## Problem to solve
Please sift the records below and copy out each line that contains the word "tree".

==========

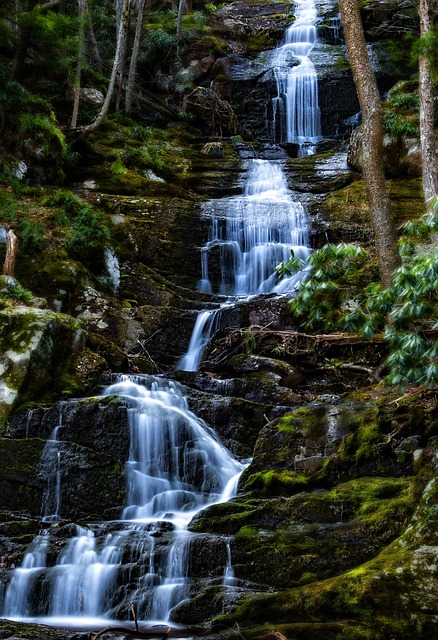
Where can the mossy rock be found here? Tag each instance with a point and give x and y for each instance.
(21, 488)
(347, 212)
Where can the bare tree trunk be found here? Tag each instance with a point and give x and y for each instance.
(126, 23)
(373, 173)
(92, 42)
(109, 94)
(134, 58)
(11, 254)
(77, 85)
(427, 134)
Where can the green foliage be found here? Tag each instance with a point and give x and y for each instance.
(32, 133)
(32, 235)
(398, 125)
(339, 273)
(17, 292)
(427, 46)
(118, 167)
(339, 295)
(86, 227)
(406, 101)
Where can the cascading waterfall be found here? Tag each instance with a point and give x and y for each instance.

==========

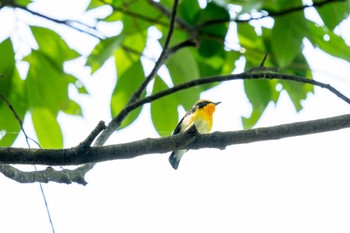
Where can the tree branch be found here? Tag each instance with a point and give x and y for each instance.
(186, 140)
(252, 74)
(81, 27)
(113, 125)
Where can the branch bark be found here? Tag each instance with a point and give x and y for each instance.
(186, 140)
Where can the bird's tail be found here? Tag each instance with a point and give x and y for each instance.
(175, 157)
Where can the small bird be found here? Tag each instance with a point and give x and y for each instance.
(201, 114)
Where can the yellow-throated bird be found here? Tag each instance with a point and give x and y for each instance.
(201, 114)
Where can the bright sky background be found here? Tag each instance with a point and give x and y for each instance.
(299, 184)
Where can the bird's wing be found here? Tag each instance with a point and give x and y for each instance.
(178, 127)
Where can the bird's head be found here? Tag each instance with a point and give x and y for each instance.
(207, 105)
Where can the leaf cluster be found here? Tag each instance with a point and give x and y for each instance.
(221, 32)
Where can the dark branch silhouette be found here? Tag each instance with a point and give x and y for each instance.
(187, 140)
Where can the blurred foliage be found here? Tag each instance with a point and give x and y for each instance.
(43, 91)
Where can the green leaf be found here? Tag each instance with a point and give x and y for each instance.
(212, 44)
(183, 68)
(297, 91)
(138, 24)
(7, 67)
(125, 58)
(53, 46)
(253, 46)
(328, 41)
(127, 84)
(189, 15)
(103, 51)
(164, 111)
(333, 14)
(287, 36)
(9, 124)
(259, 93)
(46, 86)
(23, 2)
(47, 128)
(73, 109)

==========

## Written answer
Where can the bare tree trunk be found here? Tag each instance with a point and give x and y for each instance.
Where can the tree branch be found here? Tag each instance with a point and give x and y for each instance.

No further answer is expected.